REQUIRED WORK →
Render the items below as a two-column CSV with the header row instruction,response. Give one row per item, with its text in the first column and its answer in the second, each field quoted and with line breaks replaced by spaces. Leave the pictures out.

DATA ENTRIES →
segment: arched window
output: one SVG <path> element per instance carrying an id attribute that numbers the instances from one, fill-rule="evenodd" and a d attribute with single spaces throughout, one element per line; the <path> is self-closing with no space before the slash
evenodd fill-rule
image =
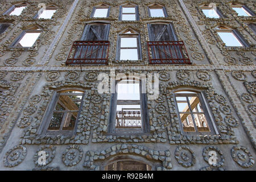
<path id="1" fill-rule="evenodd" d="M 110 133 L 148 132 L 146 96 L 141 90 L 139 80 L 117 82 L 112 96 Z"/>
<path id="2" fill-rule="evenodd" d="M 184 89 L 174 94 L 183 134 L 217 134 L 203 92 Z"/>
<path id="3" fill-rule="evenodd" d="M 84 92 L 79 90 L 55 92 L 40 132 L 50 135 L 72 134 L 79 117 L 83 98 Z"/>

FULL SOLUTION →
instruction,response
"segment: arched window output: one SVG <path> element per instance carrying an id attribute that numbers the instances from one, fill-rule=""evenodd"" and a d attribute with single spaces throughout, one element per line; the <path> is self-closing with no space before the slash evenodd fill-rule image =","<path id=""1"" fill-rule=""evenodd"" d=""M 110 133 L 148 132 L 146 96 L 141 90 L 139 80 L 117 82 L 112 96 Z""/> <path id=""2"" fill-rule=""evenodd"" d=""M 184 89 L 174 94 L 183 134 L 217 134 L 203 92 Z""/> <path id=""3"" fill-rule=""evenodd"" d=""M 84 92 L 79 90 L 55 92 L 40 132 L 50 135 L 72 134 L 79 117 L 83 98 Z""/>"